- _Document text_:
Renee M | 803 comments I agree that Irene's mother was pushing her to marry, so her own way would be clear. And also that financial stability would be part of what Irene was looking for in a mate. But, I don't think these were the reasons for which she finally settled on Soames. (Although, I think they contributed.)

Given her great beauty and the degree to which she seems to be admired by all who see/meet her, Irene probably could have had her pick of rich husbands. I think Soames must have put forth a side of himself which made her believe he was a different sort of man. Maybe he exaggerated elements of his personality which would persuade her. Or exposed the more artistic or romantic pieces of himself because that seemed part of the courtship, but which he, in fact, has no time for in his "real" life.

I think his collection of pictures is in part investment, but also part appreciation. He does spend several hours every Sunday up in their room goofing through them. If it were mere acquisition, then monitoring the market would be enough to gauge their increasing or decreasing value.

There must be some well-squashed, but none-the-less present, artistic tendencies in the Forsythe line. Young Jolyon and Winifred came from somewhere. Maybe Soames has just a little of that. Or might have, if he nurtured it in himself. If he saw it as "valuable."

- _Request 1_:
Write out the records again from the line containing "Give the innermost point of each instance of the scattered" down through the line containing "(1202, 391)", requests included, shifting each coordinate value in the answers by adding 113.
The text and the records have nothing to do with each other.

- _Data for the task_:

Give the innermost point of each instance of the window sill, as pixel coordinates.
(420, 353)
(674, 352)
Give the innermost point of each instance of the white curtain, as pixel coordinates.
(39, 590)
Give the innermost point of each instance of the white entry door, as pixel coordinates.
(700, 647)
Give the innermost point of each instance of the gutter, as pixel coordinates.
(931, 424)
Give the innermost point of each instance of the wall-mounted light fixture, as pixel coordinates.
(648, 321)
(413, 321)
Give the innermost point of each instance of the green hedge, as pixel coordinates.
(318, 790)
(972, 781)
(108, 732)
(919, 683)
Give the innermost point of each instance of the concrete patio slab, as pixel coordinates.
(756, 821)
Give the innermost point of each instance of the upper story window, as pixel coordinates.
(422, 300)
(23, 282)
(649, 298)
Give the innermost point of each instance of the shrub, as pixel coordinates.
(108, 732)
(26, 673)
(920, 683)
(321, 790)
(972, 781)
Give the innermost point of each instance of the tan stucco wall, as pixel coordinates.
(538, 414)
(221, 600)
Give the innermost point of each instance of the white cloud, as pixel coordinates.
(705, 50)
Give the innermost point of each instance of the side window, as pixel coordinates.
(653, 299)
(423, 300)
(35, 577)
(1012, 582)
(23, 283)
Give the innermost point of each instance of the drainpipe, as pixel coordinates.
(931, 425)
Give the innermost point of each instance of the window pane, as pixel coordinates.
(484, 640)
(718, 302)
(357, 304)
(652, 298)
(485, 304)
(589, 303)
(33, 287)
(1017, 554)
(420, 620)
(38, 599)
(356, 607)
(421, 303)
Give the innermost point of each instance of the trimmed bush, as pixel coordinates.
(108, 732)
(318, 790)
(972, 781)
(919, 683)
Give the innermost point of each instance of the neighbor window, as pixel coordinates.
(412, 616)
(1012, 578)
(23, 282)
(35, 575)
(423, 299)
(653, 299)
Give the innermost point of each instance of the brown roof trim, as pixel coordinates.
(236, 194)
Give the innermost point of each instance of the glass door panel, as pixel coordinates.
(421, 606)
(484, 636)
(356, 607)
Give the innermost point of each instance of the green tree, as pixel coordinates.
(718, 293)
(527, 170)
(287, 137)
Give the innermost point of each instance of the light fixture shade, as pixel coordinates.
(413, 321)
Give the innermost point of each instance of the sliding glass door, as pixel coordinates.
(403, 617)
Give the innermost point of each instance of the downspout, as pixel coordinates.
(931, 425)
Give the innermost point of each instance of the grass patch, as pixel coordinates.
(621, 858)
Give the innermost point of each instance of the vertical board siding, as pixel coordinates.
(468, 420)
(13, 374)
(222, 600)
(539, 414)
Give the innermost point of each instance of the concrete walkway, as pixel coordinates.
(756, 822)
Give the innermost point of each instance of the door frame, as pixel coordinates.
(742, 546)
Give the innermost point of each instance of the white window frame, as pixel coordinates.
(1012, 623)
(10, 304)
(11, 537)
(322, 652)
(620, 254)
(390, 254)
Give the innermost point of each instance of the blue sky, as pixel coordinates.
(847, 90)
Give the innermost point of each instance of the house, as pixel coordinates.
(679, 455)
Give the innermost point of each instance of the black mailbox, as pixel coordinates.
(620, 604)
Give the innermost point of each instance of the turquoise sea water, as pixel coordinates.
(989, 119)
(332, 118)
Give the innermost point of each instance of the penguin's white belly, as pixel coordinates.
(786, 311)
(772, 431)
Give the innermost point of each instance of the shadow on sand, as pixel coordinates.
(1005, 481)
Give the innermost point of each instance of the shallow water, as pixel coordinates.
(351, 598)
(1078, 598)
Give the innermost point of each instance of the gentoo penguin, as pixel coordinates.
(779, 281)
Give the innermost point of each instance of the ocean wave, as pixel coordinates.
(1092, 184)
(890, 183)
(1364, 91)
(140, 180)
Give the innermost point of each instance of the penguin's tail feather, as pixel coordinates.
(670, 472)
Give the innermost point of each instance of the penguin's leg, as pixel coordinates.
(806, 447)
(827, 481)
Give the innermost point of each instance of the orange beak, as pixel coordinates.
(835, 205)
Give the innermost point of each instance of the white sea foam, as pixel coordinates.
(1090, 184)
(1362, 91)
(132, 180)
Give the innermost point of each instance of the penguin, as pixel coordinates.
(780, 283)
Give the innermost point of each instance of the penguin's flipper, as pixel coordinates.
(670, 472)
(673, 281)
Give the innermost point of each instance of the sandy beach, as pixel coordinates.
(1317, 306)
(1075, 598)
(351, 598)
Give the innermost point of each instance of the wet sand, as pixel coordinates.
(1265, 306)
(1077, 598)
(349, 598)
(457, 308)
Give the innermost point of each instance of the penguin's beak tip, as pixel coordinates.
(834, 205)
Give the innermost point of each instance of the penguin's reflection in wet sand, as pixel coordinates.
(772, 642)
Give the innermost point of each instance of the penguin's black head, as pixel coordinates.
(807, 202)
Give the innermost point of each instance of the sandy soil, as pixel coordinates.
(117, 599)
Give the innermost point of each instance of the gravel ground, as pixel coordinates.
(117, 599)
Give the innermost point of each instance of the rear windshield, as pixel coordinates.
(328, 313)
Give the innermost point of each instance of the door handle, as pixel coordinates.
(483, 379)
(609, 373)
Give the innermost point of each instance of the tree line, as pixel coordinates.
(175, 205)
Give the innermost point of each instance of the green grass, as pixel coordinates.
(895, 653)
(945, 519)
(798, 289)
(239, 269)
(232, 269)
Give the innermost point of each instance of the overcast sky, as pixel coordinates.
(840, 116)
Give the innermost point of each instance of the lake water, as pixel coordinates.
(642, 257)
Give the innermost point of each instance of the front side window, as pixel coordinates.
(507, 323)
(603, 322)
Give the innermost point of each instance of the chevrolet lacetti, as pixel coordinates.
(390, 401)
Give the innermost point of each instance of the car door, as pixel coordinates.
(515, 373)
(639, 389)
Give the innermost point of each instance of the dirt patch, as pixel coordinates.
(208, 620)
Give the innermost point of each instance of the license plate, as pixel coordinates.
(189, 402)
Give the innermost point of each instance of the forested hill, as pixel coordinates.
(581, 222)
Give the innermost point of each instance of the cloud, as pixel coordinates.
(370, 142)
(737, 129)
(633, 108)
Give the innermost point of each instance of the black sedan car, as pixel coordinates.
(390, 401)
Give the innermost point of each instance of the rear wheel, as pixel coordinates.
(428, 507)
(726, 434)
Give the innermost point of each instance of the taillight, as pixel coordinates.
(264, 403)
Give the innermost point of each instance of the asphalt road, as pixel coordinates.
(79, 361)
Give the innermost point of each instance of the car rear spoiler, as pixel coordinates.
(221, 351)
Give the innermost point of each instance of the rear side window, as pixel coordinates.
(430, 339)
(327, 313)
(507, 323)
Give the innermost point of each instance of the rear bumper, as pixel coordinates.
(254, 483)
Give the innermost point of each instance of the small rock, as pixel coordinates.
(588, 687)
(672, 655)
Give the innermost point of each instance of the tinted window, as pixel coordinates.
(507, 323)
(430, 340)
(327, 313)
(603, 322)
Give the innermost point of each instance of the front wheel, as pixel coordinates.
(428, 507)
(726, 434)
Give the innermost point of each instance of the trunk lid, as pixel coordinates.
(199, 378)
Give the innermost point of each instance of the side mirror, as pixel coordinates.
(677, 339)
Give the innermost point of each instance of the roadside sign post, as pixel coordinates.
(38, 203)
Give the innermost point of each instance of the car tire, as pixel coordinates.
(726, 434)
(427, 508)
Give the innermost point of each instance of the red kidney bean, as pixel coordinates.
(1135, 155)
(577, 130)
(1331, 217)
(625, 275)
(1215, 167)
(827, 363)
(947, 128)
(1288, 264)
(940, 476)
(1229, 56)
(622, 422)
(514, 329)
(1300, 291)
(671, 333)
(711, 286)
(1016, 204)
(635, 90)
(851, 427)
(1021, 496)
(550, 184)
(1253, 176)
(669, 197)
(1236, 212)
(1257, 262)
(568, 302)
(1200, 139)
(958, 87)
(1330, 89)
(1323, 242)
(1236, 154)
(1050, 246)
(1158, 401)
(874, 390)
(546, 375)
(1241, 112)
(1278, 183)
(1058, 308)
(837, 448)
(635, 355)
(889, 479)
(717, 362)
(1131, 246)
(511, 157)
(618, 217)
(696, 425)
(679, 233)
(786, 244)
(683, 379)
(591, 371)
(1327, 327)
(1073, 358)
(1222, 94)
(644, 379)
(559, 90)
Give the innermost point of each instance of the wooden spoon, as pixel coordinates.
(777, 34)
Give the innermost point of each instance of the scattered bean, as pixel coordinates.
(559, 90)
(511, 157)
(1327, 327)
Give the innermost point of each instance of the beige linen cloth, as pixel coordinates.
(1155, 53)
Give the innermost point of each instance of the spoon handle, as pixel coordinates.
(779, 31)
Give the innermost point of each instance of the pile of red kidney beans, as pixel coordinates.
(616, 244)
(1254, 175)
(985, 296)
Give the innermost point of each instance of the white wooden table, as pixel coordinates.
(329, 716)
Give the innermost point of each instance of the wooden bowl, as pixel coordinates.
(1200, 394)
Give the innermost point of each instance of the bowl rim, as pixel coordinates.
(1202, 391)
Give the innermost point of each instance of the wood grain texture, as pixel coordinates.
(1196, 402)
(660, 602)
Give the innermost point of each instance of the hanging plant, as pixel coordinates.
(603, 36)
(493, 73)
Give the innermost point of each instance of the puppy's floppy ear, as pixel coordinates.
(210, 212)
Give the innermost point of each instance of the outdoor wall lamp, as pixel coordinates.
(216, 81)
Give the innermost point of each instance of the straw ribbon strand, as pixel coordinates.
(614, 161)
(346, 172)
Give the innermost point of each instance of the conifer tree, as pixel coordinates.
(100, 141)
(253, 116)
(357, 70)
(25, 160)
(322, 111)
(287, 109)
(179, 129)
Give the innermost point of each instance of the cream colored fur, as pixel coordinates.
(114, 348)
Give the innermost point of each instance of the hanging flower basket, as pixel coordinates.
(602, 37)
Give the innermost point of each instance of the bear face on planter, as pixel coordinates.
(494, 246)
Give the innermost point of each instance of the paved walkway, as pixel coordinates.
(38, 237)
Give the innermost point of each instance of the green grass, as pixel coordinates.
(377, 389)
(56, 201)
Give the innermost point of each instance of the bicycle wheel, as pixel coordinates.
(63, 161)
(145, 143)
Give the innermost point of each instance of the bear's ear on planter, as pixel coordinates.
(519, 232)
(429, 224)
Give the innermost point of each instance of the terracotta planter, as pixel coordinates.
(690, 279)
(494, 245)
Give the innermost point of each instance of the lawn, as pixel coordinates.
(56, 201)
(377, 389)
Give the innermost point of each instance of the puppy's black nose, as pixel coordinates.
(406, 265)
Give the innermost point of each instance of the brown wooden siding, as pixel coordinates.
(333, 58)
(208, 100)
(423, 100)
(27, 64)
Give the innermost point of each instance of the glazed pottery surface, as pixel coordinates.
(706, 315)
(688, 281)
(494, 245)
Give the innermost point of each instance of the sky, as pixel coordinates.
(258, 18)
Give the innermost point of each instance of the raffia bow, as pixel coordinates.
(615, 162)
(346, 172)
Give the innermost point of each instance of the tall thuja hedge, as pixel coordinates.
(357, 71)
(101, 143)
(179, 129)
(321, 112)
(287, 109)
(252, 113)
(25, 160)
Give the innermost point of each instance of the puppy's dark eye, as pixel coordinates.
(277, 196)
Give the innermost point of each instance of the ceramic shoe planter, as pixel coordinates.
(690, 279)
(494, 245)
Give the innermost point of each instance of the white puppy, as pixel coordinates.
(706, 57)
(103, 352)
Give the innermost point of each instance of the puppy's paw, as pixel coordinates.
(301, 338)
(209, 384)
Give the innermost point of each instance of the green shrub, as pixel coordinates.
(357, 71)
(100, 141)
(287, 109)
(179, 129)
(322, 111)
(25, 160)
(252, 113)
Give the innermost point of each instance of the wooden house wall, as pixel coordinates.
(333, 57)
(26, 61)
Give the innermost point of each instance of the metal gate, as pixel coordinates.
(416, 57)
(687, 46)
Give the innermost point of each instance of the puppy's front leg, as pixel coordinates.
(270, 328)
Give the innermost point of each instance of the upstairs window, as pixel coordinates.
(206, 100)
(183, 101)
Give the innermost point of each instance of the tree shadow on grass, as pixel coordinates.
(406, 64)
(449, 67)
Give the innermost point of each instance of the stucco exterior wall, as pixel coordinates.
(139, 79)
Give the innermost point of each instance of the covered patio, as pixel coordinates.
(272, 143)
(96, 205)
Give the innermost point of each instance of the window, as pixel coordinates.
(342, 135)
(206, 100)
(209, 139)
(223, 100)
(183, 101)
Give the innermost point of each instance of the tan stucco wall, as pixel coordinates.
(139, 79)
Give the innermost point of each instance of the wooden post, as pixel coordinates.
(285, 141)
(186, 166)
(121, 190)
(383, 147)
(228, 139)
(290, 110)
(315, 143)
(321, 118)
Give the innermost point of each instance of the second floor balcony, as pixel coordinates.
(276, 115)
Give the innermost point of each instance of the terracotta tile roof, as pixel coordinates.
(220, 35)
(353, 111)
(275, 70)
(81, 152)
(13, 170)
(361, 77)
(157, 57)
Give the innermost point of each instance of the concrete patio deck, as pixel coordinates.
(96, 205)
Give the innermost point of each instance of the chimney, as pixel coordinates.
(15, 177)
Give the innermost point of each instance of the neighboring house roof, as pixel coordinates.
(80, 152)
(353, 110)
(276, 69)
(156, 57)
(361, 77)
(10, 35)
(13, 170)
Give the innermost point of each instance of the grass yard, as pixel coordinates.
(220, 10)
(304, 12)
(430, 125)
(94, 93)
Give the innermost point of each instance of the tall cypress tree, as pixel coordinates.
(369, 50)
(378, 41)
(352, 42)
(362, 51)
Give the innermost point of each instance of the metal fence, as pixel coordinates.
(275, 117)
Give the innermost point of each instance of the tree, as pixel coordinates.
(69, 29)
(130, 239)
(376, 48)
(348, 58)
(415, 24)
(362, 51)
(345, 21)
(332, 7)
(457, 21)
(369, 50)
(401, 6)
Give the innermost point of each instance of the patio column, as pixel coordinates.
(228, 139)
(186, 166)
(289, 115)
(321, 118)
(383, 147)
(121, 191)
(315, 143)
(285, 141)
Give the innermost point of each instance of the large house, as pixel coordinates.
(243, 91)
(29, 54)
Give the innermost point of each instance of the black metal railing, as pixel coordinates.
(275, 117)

- _Request 2_:
Answer these about the comment on Irene and Soames:
(a) Who was pushing Irene to marry?
(b) When does Soames spend several hours going through his pictures?
(c) Which two people are named as signs of artistic tendencies in the family line?

- _Complete answer 1_:
Give the innermost point of each instance of the scattered bean, as pixel coordinates.
(672, 203)
(624, 270)
(1440, 440)
Give the innermost point of each instance of the beige linen cloth, as pixel coordinates.
(1268, 166)
Give the innermost point of each instance of the spoon handle, as pixel coordinates.
(892, 144)
Give the innermost point of each instance of the pile of red kidney beans, as pixel coordinates.
(729, 357)
(1367, 288)
(1098, 409)
Give the innermost point of each instance of the white wooden table, as pixel coordinates.
(442, 829)
Give the innermost point of each instance of the wooden bowl, as pixel coordinates.
(1313, 507)
Give the innermost point of each instance of the bowl rim, as pixel coordinates.
(1315, 504)

- _Complete answer 2_:
(a) Irene's mother
(b) Every Sunday
(c) Young Jolyon and Winifred